_THE REQUEST_: Quote the lines below word for word, beginning at the line that contains "Quickly — is there any reflection" and stopping after the line that contains "[0, 853, 80, 896]".

[Excerpts of bounding box data]

------

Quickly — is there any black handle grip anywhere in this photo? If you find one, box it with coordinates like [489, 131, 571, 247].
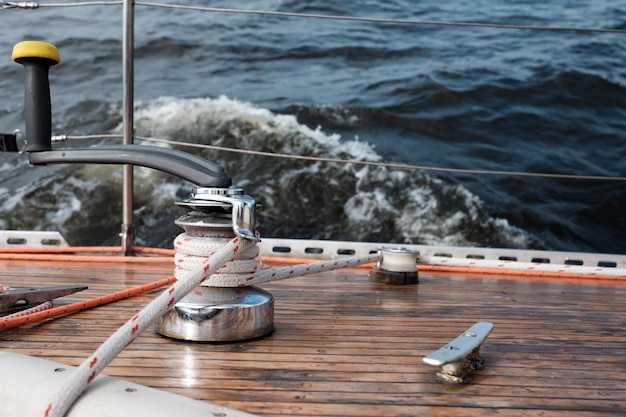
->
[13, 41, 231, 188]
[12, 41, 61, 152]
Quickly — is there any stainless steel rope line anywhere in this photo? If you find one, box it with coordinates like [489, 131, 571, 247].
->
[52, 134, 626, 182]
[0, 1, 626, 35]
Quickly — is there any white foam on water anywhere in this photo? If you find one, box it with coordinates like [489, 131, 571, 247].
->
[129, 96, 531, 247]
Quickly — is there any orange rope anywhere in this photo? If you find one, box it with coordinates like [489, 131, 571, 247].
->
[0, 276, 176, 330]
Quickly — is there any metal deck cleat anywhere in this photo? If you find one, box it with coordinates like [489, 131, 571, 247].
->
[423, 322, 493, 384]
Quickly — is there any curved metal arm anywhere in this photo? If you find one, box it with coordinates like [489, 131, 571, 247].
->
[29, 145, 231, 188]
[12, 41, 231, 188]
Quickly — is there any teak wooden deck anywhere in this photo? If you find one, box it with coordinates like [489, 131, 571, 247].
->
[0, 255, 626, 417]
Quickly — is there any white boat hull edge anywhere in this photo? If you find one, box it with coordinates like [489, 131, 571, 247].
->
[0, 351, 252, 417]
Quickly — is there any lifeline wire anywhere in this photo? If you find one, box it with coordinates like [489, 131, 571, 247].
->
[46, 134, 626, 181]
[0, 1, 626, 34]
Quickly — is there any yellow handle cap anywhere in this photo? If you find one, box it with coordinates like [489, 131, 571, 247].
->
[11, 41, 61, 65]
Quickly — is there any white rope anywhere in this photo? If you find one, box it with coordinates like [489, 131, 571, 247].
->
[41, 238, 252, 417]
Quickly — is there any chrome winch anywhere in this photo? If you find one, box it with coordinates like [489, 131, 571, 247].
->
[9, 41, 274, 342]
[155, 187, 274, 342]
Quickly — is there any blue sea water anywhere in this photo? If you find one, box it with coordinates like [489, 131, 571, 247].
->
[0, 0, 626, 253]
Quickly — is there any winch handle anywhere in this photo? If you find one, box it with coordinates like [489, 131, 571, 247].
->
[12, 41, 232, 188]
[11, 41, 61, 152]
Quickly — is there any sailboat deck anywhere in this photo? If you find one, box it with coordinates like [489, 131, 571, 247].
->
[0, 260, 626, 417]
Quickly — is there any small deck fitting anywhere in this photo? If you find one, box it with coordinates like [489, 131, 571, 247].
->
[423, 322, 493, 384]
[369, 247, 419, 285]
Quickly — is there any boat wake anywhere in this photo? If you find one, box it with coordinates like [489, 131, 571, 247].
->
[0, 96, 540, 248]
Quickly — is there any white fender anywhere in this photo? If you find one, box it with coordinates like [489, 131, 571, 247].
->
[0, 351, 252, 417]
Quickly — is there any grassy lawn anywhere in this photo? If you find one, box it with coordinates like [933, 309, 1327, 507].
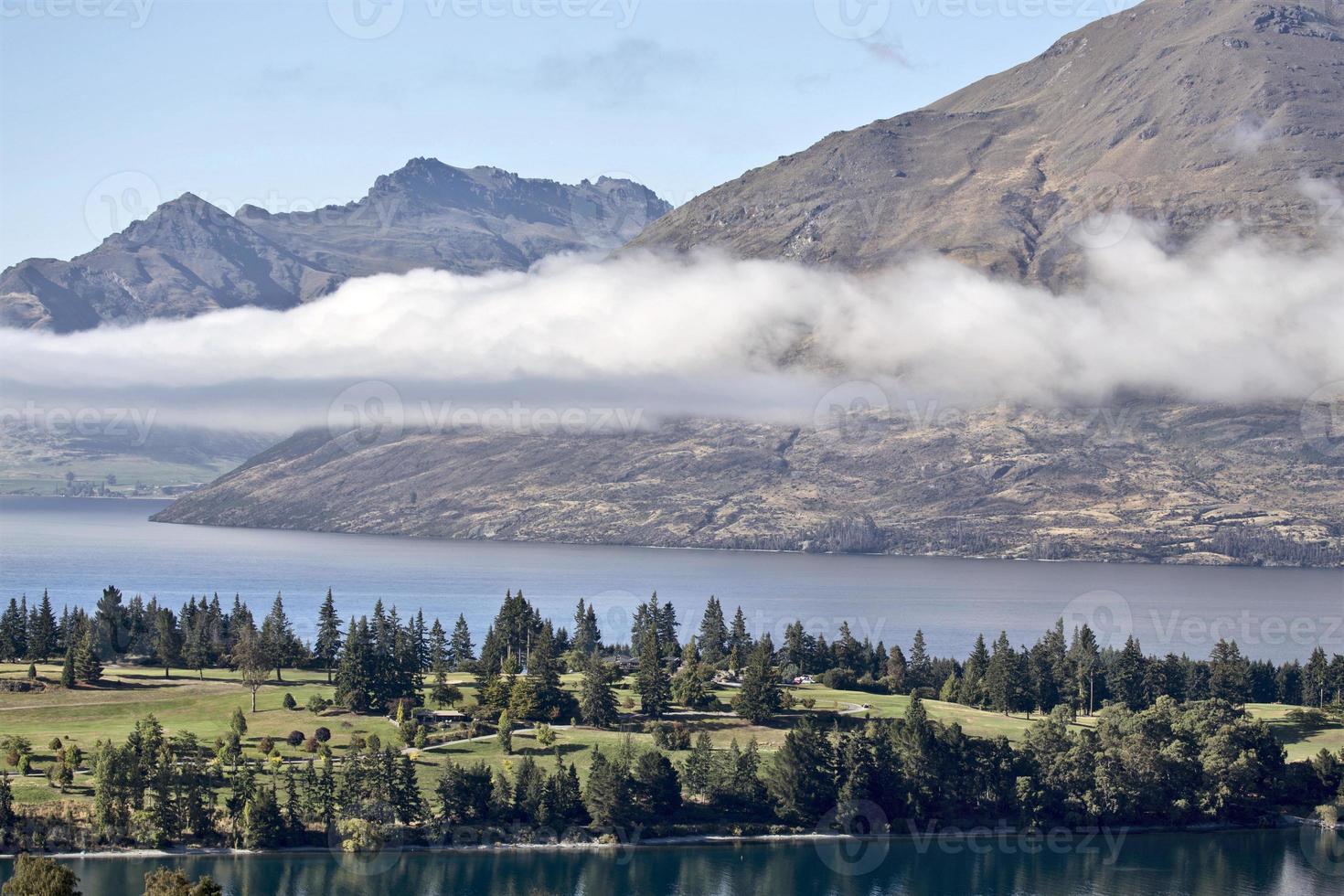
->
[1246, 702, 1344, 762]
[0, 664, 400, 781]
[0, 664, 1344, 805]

------

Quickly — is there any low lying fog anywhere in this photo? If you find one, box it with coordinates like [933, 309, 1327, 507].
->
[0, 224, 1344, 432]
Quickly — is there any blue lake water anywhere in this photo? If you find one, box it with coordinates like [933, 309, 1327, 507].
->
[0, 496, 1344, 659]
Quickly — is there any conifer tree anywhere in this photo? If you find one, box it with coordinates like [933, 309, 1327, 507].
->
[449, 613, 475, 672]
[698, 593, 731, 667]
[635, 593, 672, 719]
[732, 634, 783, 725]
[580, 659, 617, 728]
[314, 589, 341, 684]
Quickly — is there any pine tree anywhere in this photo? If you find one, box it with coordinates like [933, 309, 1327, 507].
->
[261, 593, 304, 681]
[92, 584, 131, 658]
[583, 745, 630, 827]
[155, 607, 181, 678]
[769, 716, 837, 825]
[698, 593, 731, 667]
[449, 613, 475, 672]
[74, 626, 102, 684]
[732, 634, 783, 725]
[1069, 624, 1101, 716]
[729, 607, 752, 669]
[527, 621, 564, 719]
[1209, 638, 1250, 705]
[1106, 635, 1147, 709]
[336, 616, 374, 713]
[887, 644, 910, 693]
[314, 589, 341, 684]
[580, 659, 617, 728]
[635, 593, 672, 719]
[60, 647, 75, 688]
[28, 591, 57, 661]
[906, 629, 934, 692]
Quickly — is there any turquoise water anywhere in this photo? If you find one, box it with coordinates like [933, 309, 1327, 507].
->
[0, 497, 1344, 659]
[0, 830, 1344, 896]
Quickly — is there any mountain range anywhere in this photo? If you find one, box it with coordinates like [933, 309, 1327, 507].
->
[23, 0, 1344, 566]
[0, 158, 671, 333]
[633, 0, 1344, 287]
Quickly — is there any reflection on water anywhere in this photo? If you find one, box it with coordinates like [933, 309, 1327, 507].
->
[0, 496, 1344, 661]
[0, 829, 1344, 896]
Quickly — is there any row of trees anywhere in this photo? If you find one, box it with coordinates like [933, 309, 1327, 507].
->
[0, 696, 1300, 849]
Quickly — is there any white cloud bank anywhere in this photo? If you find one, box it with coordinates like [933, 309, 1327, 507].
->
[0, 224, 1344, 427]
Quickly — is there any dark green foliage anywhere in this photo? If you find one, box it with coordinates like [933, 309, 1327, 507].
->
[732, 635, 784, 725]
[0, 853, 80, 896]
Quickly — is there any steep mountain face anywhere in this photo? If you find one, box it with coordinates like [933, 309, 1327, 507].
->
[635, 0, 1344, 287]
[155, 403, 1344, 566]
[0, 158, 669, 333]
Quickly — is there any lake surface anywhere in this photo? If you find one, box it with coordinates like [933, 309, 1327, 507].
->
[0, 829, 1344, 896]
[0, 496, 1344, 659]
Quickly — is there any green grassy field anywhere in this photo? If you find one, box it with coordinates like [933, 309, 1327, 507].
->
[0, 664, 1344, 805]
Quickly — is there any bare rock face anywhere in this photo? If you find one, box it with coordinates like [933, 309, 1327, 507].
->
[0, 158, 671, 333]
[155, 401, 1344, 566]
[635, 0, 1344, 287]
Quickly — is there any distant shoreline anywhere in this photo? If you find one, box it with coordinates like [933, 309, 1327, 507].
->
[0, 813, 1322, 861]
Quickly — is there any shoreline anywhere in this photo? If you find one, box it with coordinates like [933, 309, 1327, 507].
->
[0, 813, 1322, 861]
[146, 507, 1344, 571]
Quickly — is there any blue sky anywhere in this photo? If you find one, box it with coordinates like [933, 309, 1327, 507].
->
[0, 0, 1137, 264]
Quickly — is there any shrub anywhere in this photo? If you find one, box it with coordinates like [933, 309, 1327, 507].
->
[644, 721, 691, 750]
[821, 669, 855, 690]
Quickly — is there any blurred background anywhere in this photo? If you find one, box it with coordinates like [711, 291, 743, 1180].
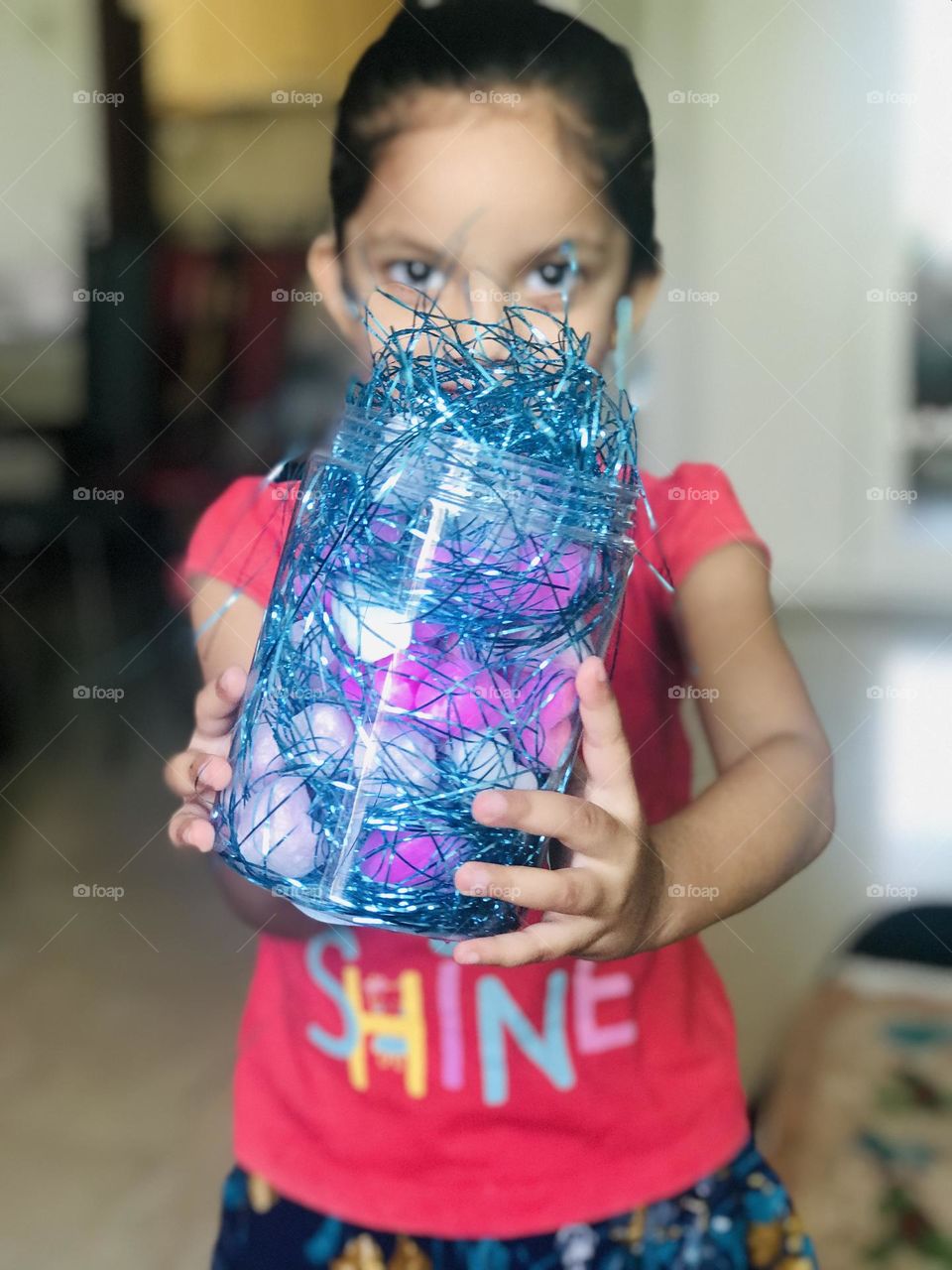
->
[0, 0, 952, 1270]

------

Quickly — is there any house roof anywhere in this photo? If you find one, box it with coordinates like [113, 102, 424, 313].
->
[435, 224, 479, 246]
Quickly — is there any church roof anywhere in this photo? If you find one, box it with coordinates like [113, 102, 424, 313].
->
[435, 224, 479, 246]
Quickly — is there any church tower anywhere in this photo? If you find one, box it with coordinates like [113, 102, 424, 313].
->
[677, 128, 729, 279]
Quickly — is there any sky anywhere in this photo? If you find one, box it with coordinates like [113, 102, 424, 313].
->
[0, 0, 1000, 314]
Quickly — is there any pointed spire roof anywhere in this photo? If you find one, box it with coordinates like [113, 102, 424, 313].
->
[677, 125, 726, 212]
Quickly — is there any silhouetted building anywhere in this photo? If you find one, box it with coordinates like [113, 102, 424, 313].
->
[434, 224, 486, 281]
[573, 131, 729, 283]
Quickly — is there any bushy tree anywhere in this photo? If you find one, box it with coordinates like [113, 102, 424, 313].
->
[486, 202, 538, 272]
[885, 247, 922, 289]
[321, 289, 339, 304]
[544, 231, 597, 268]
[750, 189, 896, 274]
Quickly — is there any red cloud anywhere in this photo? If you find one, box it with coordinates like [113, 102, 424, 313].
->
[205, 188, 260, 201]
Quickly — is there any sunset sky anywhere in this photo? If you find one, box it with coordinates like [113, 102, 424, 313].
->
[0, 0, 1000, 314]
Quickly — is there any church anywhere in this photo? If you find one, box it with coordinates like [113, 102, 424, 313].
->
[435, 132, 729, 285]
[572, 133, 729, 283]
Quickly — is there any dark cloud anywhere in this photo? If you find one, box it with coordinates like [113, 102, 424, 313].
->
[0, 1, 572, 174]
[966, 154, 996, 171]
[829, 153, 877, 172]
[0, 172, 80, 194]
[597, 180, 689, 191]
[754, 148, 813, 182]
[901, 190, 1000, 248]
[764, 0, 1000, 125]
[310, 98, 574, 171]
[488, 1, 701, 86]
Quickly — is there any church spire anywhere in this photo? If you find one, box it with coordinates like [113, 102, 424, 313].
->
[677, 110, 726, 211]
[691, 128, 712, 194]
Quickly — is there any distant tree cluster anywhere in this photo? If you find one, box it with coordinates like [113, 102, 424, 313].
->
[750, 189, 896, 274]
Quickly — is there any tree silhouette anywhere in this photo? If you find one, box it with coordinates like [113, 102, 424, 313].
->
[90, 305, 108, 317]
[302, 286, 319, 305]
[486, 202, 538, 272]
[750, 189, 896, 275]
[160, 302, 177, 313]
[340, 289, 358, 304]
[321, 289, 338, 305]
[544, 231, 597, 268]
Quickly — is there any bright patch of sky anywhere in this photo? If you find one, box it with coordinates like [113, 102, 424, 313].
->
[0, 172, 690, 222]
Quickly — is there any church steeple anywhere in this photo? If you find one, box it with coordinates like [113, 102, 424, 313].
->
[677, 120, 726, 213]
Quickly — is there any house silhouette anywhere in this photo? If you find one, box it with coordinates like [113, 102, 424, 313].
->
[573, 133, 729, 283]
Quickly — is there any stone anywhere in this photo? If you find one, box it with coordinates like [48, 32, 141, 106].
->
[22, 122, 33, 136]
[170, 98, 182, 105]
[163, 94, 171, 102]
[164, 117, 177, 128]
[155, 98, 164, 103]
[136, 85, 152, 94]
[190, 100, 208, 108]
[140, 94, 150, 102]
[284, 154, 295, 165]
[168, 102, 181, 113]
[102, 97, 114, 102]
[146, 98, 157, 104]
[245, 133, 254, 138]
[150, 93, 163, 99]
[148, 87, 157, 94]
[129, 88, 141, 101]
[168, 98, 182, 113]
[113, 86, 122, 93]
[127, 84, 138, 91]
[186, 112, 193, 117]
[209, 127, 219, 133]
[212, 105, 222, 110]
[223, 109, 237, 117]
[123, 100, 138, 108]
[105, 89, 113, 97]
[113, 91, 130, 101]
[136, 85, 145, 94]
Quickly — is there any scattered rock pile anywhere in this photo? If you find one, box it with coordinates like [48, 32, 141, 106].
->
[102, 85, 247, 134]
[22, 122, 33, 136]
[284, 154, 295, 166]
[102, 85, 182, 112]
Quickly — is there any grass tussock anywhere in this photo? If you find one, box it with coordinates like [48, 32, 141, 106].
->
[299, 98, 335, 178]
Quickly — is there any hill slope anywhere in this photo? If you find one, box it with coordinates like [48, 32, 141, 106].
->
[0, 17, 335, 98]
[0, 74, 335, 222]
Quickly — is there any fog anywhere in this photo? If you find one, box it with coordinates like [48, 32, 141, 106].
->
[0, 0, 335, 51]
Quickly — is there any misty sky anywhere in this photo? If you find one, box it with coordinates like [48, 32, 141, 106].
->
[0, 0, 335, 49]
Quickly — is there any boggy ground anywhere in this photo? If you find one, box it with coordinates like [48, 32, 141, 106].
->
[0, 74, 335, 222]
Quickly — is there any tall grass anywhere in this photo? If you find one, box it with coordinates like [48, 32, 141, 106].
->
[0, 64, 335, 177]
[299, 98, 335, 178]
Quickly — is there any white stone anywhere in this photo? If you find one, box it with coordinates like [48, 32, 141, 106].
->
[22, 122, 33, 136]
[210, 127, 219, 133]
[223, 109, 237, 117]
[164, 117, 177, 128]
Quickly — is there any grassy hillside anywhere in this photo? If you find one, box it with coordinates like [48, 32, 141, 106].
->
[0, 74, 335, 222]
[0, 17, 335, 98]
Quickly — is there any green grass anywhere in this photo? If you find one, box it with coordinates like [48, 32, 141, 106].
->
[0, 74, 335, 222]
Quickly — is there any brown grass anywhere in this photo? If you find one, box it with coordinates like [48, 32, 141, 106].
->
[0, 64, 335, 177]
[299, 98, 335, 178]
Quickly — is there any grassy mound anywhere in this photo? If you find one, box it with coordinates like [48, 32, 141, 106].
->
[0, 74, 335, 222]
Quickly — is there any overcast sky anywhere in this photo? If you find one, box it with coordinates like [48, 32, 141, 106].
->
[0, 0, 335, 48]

------

_CORRECT RESULT_:
Quickly — is there any reflection on water anywhere in this photo? If you find one, box it with coordinates like [933, 309, 1327, 507].
->
[0, 496, 1344, 661]
[0, 829, 1344, 896]
Quickly — is there any row of trees anywhere in this photo? If you find one, box it with coordinates like [933, 309, 1327, 507].
->
[0, 696, 1300, 849]
Quickly — is there any white cloud bank anywhere in this photo? If you find one, box it with coordinates like [933, 309, 1327, 507].
->
[0, 224, 1344, 427]
Quickly — is there any dark green foliage anywhere in this photo? If you find one, box it with coordinates like [933, 309, 1327, 507].
->
[732, 635, 784, 725]
[0, 853, 80, 896]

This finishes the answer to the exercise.